• Complete the following
1 > According to the passage on parenting during COVID-19, which roles have quarantined parents taken on?
2 > For each statement below, decide whether it agrees with the passage on parenting during COVID-19, answering yes or no and quoting the deciding words: (a) Many parents had previously signed their children up for summer camps. (b) The boundaries between the parts of our lives feel firm. (c) Interacting with children while meeting other responsibilities is described as always enjoyable.
3 > Repeat the passage on parenting during COVID-19 word for word, beginning at the words "In the past" and stopping after "frustrating and exhausting.".

• Excerpted passage
In the past several months, you may have noticed significant changes in your daily life as a result of COVID-19. One of the greatest changes has been for parents, many of whom previously signed their children up to attend daycare centers, preschools, summer camps, and other care providers. Parents have been quarantined with their children for long periods of time and have accordingly taken on the roles of full-time caregivers, entertainers, and teachers. This has coincided with instabilities in employment status, financial wellbeing, social activity, and other disruptions in daily routines that have led to extraordinary stress. The boundaries between all these parts of our lives feel fragile. More than those of us with children may care to admit, interacting with them while trying to navigate meeting all those other responsibilities is at times frustrating and exhausting.

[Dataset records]
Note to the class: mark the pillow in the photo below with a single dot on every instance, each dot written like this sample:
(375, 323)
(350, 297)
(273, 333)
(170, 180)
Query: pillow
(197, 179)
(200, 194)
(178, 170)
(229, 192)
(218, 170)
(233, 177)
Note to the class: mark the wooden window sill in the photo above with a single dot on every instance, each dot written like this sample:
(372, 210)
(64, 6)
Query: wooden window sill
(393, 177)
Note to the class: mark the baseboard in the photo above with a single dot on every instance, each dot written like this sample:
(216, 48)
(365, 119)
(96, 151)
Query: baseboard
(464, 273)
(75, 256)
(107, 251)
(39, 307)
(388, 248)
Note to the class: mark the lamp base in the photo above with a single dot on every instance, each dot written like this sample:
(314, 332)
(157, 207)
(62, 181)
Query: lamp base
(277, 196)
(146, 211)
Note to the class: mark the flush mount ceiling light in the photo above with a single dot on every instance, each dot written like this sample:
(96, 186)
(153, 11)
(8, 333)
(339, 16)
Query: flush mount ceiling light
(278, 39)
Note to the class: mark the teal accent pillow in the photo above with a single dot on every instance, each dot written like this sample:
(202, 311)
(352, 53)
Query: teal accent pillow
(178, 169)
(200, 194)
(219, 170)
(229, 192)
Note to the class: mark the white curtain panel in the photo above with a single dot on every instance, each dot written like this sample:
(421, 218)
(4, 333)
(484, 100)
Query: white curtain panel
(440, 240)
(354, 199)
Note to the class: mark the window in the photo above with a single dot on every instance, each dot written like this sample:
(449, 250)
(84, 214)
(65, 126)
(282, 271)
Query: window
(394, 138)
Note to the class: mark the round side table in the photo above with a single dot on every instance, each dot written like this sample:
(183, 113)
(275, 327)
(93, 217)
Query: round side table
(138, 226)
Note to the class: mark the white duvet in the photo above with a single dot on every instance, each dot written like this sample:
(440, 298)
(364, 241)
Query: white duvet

• Answers by task
1 > Full-time caregivers, entertainers, and teachers.

2 >
(a) Yes: "many of whom previously signed their children up to attend daycare centers, preschools, summer camps, and other care providers"
(b) No: "The boundaries between all these parts of our lives feel fragile."
(c) No: "is at times frustrating and exhausting"

3 >
In the past several months, you may have noticed significant changes in your daily life as a result of COVID-19. One of the greatest changes has been for parents, many of whom previously signed their children up to attend daycare centers, preschools, summer camps, and other care providers. Parents have been quarantined with their children for long periods of time and have accordingly taken on the roles of full-time caregivers, entertainers, and teachers. This has coincided with instabilities in employment status, financial wellbeing, social activity, and other disruptions in daily routines that have led to extraordinary stress. The boundaries between all these parts of our lives feel fragile. More than those of us with children may care to admit, interacting with them while trying to navigate meeting all those other responsibilities is at times frustrating and exhausting.